_Texto de lectura_
-*-

Ahora logro entenderlo bien.

Gracias


----------



## anahiseri

Rodal said:


> That versus What
> 
> 'That' replaces 'who' or 'which' most of the time.
> 'The dog that lives next door doesn't bite' = 'The dog which lives next door doesn't bite'.
> 
> 'What' replaces 'the thing' or 'the things'.
> 'Do what I say, not what I do' = 'Do the things I say and not the things I do'.
> "It's a vacation *what* I need = A vacation is the thing I need.


Strictly speaking, 'What' replaces 'the thing *that / which*' or 'the things *that / which*'., although the relative pronoun may be omitted in sentences like the example, when it is not the subject of the relative clause.


----------



## Cerros de Úbeda

anahiseri said:


> atención hispanoparlantes:
> lo de *what = lo que *tiene *muchas*  excepciones, por ejemplo "todo lo que"   es "all that".

-*-

_Material proporcionado_
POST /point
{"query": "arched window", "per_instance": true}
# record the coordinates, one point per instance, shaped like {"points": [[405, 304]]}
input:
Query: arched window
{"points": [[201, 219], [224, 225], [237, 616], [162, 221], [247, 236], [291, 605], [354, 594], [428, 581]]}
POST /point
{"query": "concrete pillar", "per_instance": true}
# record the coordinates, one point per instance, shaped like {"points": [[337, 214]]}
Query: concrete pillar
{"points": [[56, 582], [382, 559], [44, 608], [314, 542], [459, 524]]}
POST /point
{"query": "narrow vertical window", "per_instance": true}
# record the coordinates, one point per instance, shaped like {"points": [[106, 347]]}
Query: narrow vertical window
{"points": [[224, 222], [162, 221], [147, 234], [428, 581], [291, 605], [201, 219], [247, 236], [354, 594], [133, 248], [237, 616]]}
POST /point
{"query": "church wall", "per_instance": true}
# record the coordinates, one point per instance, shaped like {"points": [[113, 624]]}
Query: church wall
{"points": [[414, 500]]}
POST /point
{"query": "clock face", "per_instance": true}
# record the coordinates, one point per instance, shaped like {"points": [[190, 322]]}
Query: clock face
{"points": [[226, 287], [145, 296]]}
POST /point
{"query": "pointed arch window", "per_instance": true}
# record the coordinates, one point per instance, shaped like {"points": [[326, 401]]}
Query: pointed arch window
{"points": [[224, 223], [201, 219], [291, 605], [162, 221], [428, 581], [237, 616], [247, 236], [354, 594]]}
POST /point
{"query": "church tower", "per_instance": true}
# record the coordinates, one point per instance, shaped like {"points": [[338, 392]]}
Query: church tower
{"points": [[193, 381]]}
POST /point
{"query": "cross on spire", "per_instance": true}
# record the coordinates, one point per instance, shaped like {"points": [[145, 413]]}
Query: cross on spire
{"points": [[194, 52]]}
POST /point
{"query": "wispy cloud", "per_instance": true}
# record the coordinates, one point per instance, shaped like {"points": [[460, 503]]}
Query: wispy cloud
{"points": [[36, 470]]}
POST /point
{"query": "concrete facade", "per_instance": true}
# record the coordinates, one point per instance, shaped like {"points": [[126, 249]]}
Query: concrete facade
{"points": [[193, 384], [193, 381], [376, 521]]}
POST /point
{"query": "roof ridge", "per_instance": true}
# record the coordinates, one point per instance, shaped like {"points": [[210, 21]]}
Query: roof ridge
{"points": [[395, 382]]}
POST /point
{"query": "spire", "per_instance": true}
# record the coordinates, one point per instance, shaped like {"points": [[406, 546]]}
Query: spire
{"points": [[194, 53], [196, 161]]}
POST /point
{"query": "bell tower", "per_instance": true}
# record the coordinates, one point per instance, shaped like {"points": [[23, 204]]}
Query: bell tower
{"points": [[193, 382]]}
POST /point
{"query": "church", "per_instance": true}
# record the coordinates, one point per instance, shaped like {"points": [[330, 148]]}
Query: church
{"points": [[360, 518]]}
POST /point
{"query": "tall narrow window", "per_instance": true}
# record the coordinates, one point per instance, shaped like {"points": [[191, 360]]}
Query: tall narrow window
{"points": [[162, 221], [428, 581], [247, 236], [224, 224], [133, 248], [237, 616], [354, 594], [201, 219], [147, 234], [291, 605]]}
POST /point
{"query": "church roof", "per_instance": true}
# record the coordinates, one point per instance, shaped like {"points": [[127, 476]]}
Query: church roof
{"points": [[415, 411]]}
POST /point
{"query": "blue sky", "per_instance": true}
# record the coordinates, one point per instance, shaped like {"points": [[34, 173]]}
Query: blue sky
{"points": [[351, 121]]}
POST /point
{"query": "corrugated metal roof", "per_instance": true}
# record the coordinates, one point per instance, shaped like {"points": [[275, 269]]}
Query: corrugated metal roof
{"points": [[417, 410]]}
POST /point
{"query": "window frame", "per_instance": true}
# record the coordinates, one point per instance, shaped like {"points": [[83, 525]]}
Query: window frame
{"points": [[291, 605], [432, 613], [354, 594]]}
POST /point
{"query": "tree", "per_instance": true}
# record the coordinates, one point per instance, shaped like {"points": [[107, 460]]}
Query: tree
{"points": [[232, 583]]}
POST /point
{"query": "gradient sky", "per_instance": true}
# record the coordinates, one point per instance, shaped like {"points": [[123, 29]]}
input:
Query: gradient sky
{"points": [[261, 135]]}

-*-

_Trabajo pendiente_
A. Resume en dos oraciones el texto sobre «that» y «what».
B. Según el texto sobre «that» y «what», ¿cómo se dice en inglés «todo lo que»?
C. Retoma el texto sobre «that» y «what» y escribe su continuación a partir de la última oración.

_Resultados del ejercicio_
A. En el texto se explica que «that» suele sustituir a «who» o «which», mientras que «what» sustituye a «the thing» o «the things», o, en sentido estricto, a «the thing that / which». También se advierte a los hispanohablantes de que la equivalencia entre «what» y «lo que» tiene muchas excepciones; por ejemplo, «todo lo que» se dice «all that».

B. Se dice «all that».

C.
Una, no es muchas... Yo sólo conozco esa...;

'All / Everything that...' = 'Todo lo que'




anahiseri said:


> En el ejemplo de este hilo,
> 
> It's a holiday *that *I need, NO it's a holiday what I need  porque no puedes sustituir el "what" como antes.



Whaaaat...!!? What about?;

'It is a holiday *the thingy that* I need.'


----------



## Bevj

Cerros de Úbeda said:


> 'It is a holiday *the thingy that* I need.'




Lo siento pero nadie no diría esto.


----------



## SevenDays

Quiendijo said:


> Hola
> 
> No estoy segura de usar 'that' o 'what' en esta frase.
> 
> No son unas vacaciones en la playa lo que necesito, sólo unos días tranquilos en el fondo de mi casa.
> 
> It's not holidays on the beach what (that) I need, just some calm days in the back garden of my house.
> 
> Gracias



Concentrémonos en el inglés, y, para bien or para mal, tenemos que hablar de sintaxis.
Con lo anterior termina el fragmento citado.